#### WHAT IS EXPECTED
Below are records; transcribe each one exactly.
SOURCE INFORMATION below:
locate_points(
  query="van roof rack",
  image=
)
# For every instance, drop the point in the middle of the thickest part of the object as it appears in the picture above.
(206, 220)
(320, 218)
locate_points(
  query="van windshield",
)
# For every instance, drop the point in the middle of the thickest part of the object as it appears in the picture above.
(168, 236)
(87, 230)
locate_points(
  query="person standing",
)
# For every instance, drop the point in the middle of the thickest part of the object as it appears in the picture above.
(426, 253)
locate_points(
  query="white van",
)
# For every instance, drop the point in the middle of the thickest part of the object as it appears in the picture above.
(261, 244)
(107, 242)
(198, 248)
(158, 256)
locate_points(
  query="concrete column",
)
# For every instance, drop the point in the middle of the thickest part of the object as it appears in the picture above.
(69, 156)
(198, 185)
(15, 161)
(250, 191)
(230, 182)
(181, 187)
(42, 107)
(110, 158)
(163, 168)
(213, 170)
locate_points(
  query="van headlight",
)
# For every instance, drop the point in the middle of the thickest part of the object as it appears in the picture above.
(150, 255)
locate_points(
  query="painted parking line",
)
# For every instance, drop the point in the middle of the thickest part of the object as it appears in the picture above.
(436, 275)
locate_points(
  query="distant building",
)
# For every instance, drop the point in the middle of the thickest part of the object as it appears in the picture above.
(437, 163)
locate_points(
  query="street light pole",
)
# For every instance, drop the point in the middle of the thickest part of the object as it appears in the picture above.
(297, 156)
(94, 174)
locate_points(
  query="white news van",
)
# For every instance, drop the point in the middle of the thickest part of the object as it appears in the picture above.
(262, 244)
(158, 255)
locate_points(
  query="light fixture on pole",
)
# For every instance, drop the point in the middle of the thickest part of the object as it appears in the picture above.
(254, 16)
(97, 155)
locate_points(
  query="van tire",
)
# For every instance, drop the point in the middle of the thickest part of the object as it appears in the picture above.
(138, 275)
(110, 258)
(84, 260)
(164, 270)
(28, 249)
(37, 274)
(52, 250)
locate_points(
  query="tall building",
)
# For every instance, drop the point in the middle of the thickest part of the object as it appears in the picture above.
End of SOURCE INFORMATION.
#### EXERCISE OUTPUT
locate_points(
  query="van roof rack",
  image=
)
# For every instance, drop the point in the middle of the thickest part of the object as it appears in the picture above.
(206, 220)
(320, 218)
locate_points(
  query="van windshield",
)
# For every instance, drop the point in the middle of the thickest part of the object as it appears in the picture above.
(168, 236)
(87, 230)
locate_points(
  query="person standing",
)
# For every instance, drop the point in the middle of the thickest part of the object as it appears in the picture above.
(426, 253)
locate_points(
  query="white van",
)
# For every instance, drop the point in the middle of the thickest part of the object as it appears in the picture above.
(261, 244)
(107, 242)
(198, 248)
(158, 256)
locate_points(
  query="concrete column",
)
# For every instance, drop the point in the middle of the thickest part of the object as it appears in the picture above.
(69, 156)
(198, 185)
(15, 161)
(250, 191)
(230, 182)
(181, 187)
(42, 107)
(110, 158)
(163, 168)
(213, 170)
locate_points(
  query="van headlight",
)
# For every instance, drop the point in the middle of the thickest part of the object as it appears in the picture above.
(150, 255)
locate_points(
  query="painted parking line",
)
# For every instance, drop the point in the middle of the thickest part of the object as it appears in the picture above.
(436, 275)
locate_points(
  query="distant building",
)
# For every instance, drop the point in the middle of the thickest part of the object as it appears in the picture above.
(437, 163)
locate_points(
  query="street light pole",
)
# For every instance, drop the point in the middle of the thickest part of the object as it appears in the picture above.
(297, 156)
(94, 174)
locate_points(
  query="white news van",
)
# For every instance, drop the point in the middle of the thickest part of the object as it appears in the picture above.
(262, 244)
(158, 255)
locate_points(
  query="light fixture on pole",
)
# For every instance, drop the point in the middle of the thickest part of the object as it appears in the picture above.
(254, 16)
(97, 155)
locate_points(
  query="van tire",
)
# For every instance, drop the point in the middle of the thickest part of the object as it appears in the picture above.
(138, 275)
(110, 258)
(84, 260)
(164, 270)
(28, 249)
(37, 274)
(52, 250)
locate_points(
  query="tall building",
)
# For every instance, drop the point in the middle of the thickest part of the object as it appears in the picture above.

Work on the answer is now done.